Copy the lines of the listing below verbatim, from the line containing "task | place one marker on every instance of the speckled" through the line containing "[(176, 140)]", including both of those lines.

-- Begin --

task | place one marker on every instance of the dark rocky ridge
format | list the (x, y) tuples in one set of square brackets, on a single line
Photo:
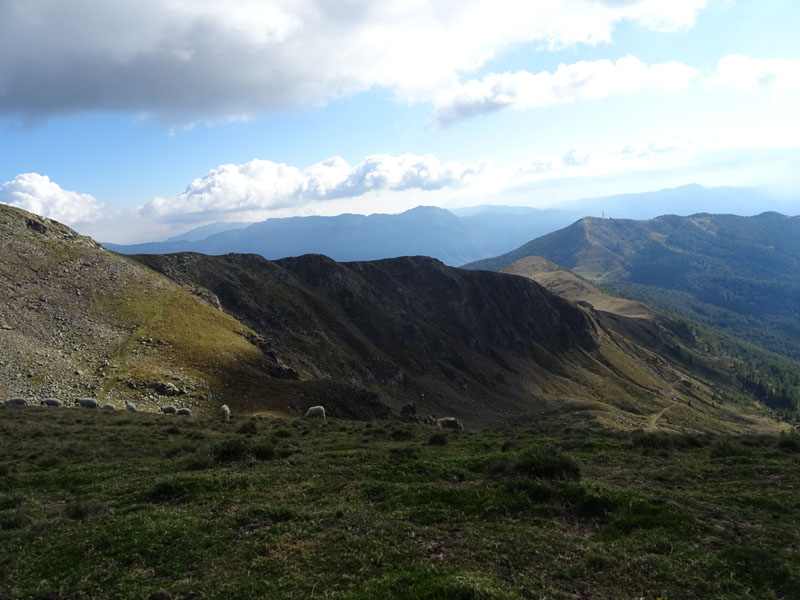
[(408, 328), (362, 338)]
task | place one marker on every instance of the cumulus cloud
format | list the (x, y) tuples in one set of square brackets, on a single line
[(262, 185), (185, 61), (37, 194), (578, 81), (575, 157), (745, 74)]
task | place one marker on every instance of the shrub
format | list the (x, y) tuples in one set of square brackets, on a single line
[(402, 434), (497, 468), (248, 428), (726, 447), (789, 443), (166, 491), (229, 450), (547, 462), (82, 508), (264, 451), (438, 439)]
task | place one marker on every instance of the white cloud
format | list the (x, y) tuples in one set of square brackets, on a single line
[(575, 157), (262, 185), (184, 61), (37, 194), (746, 74), (578, 81)]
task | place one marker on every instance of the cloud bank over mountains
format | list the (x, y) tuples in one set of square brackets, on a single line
[(37, 194), (207, 60), (262, 185)]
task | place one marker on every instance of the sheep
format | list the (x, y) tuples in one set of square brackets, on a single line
[(450, 423), (315, 411)]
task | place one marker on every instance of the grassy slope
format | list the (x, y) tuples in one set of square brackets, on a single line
[(120, 505)]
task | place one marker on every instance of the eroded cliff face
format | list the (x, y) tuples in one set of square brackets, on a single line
[(362, 338), (410, 329), (77, 320)]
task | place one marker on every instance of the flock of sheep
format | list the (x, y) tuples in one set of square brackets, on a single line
[(169, 409), (224, 411)]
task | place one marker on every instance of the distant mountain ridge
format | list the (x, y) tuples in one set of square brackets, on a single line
[(455, 237), (362, 338), (738, 273)]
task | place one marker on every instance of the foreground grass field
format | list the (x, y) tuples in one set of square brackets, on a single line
[(99, 505)]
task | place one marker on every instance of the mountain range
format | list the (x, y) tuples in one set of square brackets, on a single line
[(454, 237), (363, 338)]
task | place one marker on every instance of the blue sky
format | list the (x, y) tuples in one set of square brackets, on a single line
[(132, 121)]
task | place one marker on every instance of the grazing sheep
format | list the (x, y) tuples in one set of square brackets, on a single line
[(450, 423), (315, 411)]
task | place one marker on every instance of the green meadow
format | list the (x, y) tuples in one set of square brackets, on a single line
[(99, 505)]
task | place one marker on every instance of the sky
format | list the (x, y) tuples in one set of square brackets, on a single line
[(136, 120)]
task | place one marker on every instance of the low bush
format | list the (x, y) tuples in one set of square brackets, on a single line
[(438, 439), (547, 462)]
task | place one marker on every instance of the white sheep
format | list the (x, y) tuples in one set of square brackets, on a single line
[(315, 411), (450, 423)]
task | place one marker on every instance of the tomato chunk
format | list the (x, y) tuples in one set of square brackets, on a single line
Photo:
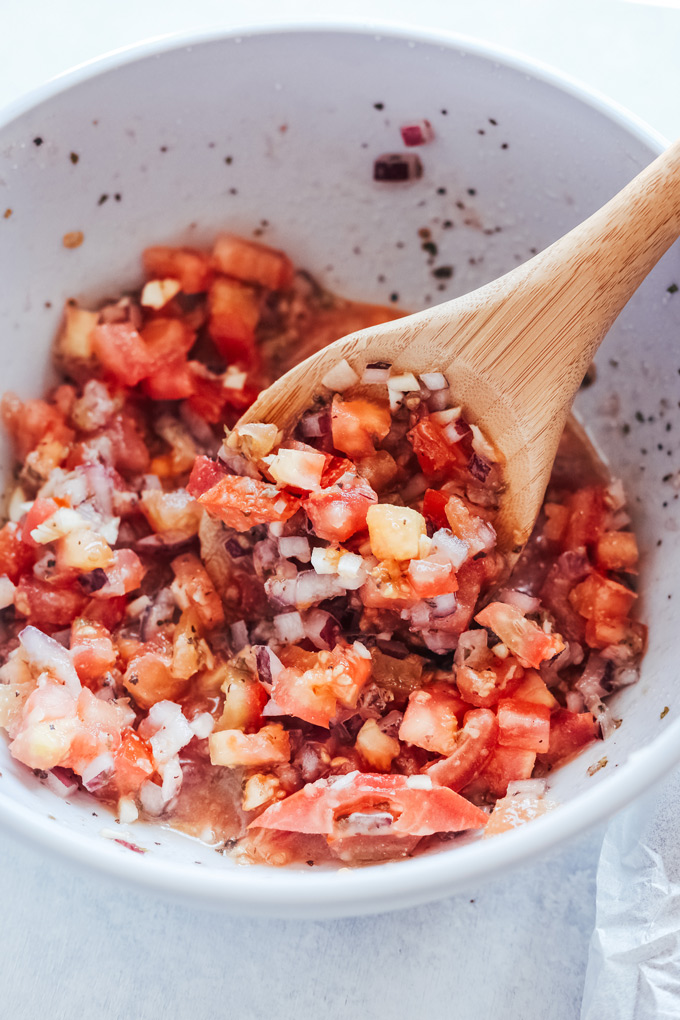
[(356, 423), (524, 638), (475, 743), (252, 262), (407, 807), (523, 724), (340, 512), (242, 503)]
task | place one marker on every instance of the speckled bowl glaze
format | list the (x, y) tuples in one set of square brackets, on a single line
[(274, 134)]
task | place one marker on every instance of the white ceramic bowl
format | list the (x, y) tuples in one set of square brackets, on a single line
[(176, 140)]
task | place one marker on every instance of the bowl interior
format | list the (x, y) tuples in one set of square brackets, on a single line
[(274, 136)]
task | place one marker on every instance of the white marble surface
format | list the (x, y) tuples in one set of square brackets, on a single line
[(74, 945)]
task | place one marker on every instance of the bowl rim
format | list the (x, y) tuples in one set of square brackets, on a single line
[(290, 893)]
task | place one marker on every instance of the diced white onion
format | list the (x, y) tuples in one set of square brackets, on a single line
[(434, 380), (448, 548), (49, 656), (102, 763), (7, 591), (341, 376), (295, 547), (127, 812), (202, 725), (239, 634), (290, 628), (375, 376), (406, 383), (527, 787)]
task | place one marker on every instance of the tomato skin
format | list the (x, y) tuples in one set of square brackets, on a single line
[(194, 589), (338, 513), (524, 638), (356, 423), (92, 650), (233, 314), (477, 740), (321, 806), (47, 605), (430, 720), (252, 262), (15, 556), (205, 474), (133, 764), (569, 732), (434, 507), (435, 455), (242, 503), (192, 268), (523, 724), (121, 352), (586, 521), (429, 579), (484, 687), (505, 765)]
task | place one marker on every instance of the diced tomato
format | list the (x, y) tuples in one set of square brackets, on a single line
[(192, 268), (327, 806), (41, 511), (475, 743), (430, 720), (475, 532), (523, 724), (148, 677), (133, 764), (205, 474), (128, 447), (233, 313), (92, 650), (598, 598), (242, 503), (123, 575), (569, 732), (194, 589), (357, 423), (47, 605), (506, 765), (533, 689), (428, 578), (244, 701), (484, 687), (234, 749), (524, 638), (586, 521), (252, 262), (617, 551), (121, 352), (312, 687), (340, 512), (15, 556), (435, 455), (173, 380), (434, 507)]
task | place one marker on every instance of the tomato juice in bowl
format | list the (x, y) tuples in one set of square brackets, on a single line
[(470, 213)]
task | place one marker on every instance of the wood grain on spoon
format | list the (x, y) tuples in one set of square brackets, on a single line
[(516, 350)]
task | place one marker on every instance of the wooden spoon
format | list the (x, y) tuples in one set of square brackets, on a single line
[(516, 350)]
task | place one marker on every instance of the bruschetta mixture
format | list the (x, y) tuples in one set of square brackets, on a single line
[(303, 647)]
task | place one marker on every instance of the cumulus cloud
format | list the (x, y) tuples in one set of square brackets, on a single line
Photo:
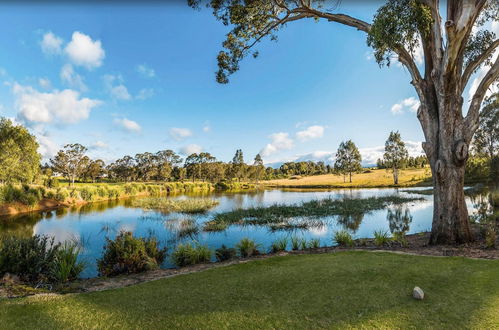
[(411, 104), (114, 85), (73, 79), (279, 141), (128, 125), (44, 83), (312, 132), (51, 44), (56, 107), (190, 149), (145, 93), (179, 134), (145, 71), (84, 51)]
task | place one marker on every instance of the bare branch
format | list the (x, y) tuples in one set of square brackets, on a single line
[(475, 64)]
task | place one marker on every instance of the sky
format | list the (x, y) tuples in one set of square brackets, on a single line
[(128, 78)]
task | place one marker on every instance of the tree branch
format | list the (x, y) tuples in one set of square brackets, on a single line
[(475, 64), (471, 120)]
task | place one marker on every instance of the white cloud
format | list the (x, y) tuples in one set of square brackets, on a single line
[(99, 145), (145, 71), (190, 149), (279, 141), (83, 51), (145, 93), (114, 85), (410, 103), (73, 79), (128, 125), (179, 134), (44, 83), (51, 44), (56, 107), (312, 132)]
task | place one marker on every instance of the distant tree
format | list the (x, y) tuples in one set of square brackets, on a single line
[(71, 161), (95, 169), (19, 157), (348, 159), (258, 167), (395, 154), (486, 139)]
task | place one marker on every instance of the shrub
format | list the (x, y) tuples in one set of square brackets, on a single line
[(279, 245), (189, 254), (225, 253), (381, 238), (66, 265), (32, 259), (343, 238), (127, 254), (314, 243), (247, 248)]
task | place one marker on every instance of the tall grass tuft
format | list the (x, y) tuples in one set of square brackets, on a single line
[(343, 238), (190, 254), (247, 247)]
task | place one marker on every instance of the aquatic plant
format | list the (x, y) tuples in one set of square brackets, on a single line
[(343, 238), (190, 254), (224, 253), (198, 205), (247, 247), (127, 254)]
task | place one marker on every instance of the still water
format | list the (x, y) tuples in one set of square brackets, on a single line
[(92, 223)]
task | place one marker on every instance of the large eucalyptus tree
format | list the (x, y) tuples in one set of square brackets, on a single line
[(456, 43)]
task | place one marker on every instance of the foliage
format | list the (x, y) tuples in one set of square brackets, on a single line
[(176, 205), (189, 254), (279, 245), (278, 214), (348, 159), (343, 238), (38, 259), (127, 254), (247, 247), (381, 238), (19, 158), (224, 253)]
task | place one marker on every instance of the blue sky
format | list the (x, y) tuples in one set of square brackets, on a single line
[(124, 79)]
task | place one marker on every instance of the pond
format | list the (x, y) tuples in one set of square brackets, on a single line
[(92, 223)]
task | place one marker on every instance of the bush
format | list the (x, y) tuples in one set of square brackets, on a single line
[(225, 253), (279, 245), (343, 238), (381, 238), (66, 265), (247, 248), (127, 254), (39, 259), (188, 254)]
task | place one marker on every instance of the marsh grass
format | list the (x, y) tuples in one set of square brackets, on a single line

-- End --

Reply:
task | place one marker on every instance of the speckled bowl glaze
format | list the (x, y) tuples in one set of square brackets, on a single line
[(274, 134)]
task | place one marker on every instance of the white ceramic bowl
format | list the (x, y) tuples in one set of square brackets, on a single line
[(176, 140)]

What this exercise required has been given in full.